> **WORK TO COMPLETE**: Copy the listing from the line that has "Task: annotation of the weathered" through its end, changing "keypoint" to "marker" and leaving everything else the same.

> **Point annotations for photos**:
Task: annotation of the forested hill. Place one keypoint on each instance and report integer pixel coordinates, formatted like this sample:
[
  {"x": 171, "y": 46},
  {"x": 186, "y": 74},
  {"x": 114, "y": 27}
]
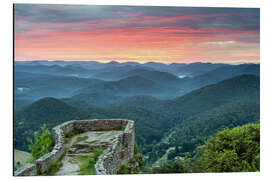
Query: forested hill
[{"x": 153, "y": 117}]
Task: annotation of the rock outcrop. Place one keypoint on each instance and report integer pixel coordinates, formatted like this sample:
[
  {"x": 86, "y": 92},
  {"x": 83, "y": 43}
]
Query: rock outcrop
[{"x": 117, "y": 153}]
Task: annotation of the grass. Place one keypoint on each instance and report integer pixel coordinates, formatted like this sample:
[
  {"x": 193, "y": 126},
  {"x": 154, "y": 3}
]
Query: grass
[
  {"x": 81, "y": 138},
  {"x": 20, "y": 158},
  {"x": 90, "y": 142},
  {"x": 56, "y": 165},
  {"x": 87, "y": 162}
]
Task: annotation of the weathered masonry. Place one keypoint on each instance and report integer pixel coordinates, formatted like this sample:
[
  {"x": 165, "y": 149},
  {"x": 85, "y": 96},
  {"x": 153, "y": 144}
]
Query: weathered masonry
[{"x": 118, "y": 152}]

> **EXERCISE SOLUTION**:
Task: annotation of the weathered masonry. Place one marker on each instance and report integer pixel coordinates, formatted like this sample:
[
  {"x": 165, "y": 149},
  {"x": 85, "y": 96},
  {"x": 153, "y": 144}
]
Query: weathered masonry
[{"x": 118, "y": 152}]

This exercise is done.